### TESTO DELL'ESERCIZIO:
------------------------
Raccontare storie per costruire ponti.Essere madre (6).
Luisa Salvia, presidente dell’Associazione “Donne 99” di Tito racconta.
ESSERE MADRE
Sono Luisa Salvia, anni 73, insegnante in pensione.
Scrivere mi è sempre risultato facile e piacevole. Oggi, però, mentre mi accingo a raccontare di me e dei miei due figli, mi risulta, dopo averci pensato per giorni e giorni, arduo. Penso che la commozione e l’affetto non siano sufficienti a farmi esprimere ciò che davvero ho vissuto e continuo a vivere al fianco di questi splendidi gioielli.
31 Luglio 1976 sposa, ottobre dello stesso anno, in attesa di un figlio. Felice e stupita, dopo che a tre mesi dal matrimonio, iniziavo a preoccuparmi a seguito di un consulto ginecologico che riscontrava evidenti rischi di infertilità. Fortunatamente, però, dopo poco, una apparecchiatura esistente nell’ospedale di Tricarico, smentì il parere medico! Al quinto mese, il prof. Lomeo, il medico da cui tutte le spose di quegli anni si recavano per essere seguite durante la gravidanza, si rivolse a me con queste testuali parole: “Signora Luisa, faccia un bel discorso con questa bambina, perché è in una posizione non consona e dalla quale non credo si sposti più. Tutto può accadere. Si prepari comunque a un parto cesareo”.
Fu così. Io aumentavo di peso, il feto cresceva, ma la mia pancia era ed è rimasta sempre più gonfia da un lato. Al nono mese, ricovero all’ospedale di Tricarico con contrazioni durate per giorni e giorni, prima dell’annunciato parto cesareo, fissato per una mattina di un luglio infuocato.
Fu così che sabato 2 luglio, due giorni prima del previsto, il giorno della festa della Madonna delle Grazie, un’infermiera mi venne a preparare, avvisata da casa dal Professore, il quale aveva deciso di aprire la sala operatoria, constata la necessità di intervenire subito. Fu chiamato l’anestesista Boezio e nel giro di qualche ora nacque Grazia, per grazia ricevuta! Aveva il cordone ombelicale estremamente legato al collo, a testimonianza dell’urgenza di anticipare di due giorni il parto.
------------------------
### DATI FORNITI:
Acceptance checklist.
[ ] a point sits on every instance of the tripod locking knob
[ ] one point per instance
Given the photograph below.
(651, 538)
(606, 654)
------------------------
### ESERCIZI PROPOSTI:
1. Riscrivi la parte del racconto sull'essere madre che inizia con le parole "Luisa Salvia, presidente" e termina con "questi splendidi gioielli.", sostituendo "insegnante" con "docente".
2. Traduci in inglese questa frase del racconto sull'essere madre: "Scrivere mi è sempre risultato facile e piacevole."

### RISPOSTE:
1.
Luisa Salvia, presidente dell’Associazione “Donne 99” di Tito racconta.
ESSERE MADRE
Sono Luisa Salvia, anni 73, docente in pensione.
Scrivere mi è sempre risultato facile e piacevole. Oggi, però, mentre mi accingo a raccontare di me e dei miei due figli, mi risulta, dopo averci pensato per giorni e giorni, arduo. Penso che la commozione e l’affetto non siano sufficienti a farmi esprimere ciò che davvero ho vissuto e continuo a vivere al fianco di questi splendidi gioielli.

2. I have always found writing easy and enjoyable.